Pick out and copy each line in the records that contains the string "mirror". Matching is case-sensitive.

Excerpts of pointing data:
+ + + + +

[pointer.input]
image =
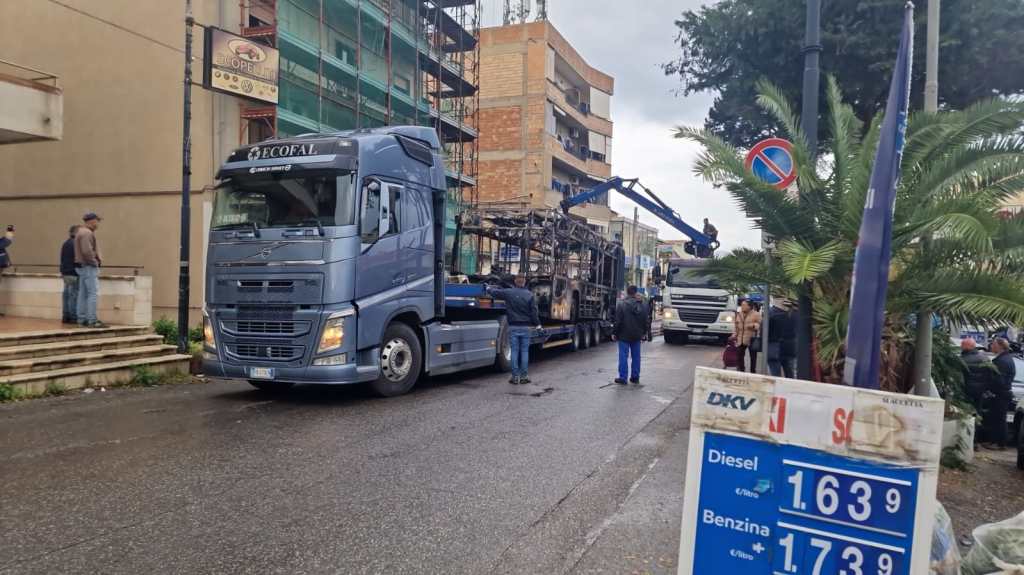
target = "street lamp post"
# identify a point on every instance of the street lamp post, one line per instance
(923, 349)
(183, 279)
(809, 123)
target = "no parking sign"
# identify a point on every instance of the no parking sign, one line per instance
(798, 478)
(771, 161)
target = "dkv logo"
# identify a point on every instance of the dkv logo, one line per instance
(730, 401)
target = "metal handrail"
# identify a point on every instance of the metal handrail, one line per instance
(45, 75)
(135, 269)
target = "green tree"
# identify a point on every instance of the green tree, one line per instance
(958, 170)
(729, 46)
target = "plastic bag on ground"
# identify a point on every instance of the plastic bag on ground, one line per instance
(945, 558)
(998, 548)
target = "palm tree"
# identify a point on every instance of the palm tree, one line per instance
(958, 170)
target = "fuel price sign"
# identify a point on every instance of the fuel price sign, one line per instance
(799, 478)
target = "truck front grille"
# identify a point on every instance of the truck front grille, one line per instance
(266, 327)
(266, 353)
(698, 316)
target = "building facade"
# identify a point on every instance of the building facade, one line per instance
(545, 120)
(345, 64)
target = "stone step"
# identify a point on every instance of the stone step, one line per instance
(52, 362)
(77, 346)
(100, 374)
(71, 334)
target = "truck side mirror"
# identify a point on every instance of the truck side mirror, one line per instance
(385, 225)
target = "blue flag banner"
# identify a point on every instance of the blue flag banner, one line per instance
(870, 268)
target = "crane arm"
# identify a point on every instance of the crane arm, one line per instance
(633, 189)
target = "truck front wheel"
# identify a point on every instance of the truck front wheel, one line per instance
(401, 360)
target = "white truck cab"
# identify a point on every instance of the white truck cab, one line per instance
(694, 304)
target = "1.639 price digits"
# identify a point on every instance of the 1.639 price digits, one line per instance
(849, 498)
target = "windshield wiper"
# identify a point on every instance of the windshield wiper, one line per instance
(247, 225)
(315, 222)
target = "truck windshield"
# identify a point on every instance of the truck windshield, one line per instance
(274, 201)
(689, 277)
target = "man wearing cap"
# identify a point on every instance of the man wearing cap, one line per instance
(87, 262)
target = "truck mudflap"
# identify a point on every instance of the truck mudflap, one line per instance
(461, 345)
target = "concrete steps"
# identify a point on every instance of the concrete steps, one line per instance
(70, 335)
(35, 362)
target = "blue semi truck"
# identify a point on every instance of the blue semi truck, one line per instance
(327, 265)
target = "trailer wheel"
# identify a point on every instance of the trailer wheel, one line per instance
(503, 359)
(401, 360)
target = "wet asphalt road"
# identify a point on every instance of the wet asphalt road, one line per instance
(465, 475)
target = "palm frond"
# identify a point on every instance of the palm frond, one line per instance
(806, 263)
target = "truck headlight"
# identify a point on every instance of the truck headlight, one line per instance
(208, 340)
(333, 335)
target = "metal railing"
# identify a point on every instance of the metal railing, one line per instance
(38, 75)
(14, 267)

+ + + + +

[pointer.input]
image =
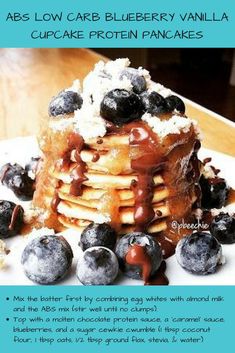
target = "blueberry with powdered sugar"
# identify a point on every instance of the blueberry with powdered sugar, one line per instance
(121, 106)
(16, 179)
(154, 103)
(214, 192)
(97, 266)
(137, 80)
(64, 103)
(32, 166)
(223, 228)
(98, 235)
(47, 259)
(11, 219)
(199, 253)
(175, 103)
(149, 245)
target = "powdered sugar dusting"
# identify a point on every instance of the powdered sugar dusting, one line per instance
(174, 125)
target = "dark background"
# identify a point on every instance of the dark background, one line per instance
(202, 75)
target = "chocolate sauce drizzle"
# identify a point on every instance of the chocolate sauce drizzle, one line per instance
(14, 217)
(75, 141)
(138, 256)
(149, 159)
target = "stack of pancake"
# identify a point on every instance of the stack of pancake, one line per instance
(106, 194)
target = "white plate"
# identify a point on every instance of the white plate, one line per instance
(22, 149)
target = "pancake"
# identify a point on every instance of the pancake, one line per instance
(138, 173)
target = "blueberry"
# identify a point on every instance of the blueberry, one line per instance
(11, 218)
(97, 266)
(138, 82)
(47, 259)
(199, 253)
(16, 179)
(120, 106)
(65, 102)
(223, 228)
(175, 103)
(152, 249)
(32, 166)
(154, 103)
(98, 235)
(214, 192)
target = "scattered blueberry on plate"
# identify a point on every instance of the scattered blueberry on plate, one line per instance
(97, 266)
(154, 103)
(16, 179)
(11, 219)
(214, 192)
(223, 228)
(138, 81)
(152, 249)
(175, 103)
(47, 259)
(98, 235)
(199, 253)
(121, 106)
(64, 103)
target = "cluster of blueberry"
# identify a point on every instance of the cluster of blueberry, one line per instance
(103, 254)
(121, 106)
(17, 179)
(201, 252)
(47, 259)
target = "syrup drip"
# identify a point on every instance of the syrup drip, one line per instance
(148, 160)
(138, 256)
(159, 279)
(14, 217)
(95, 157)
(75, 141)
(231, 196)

+ + + + +

§ **Written reply**
target = "truck side mirror"
# identify a point on every instance of the truck side mirror, one line per instance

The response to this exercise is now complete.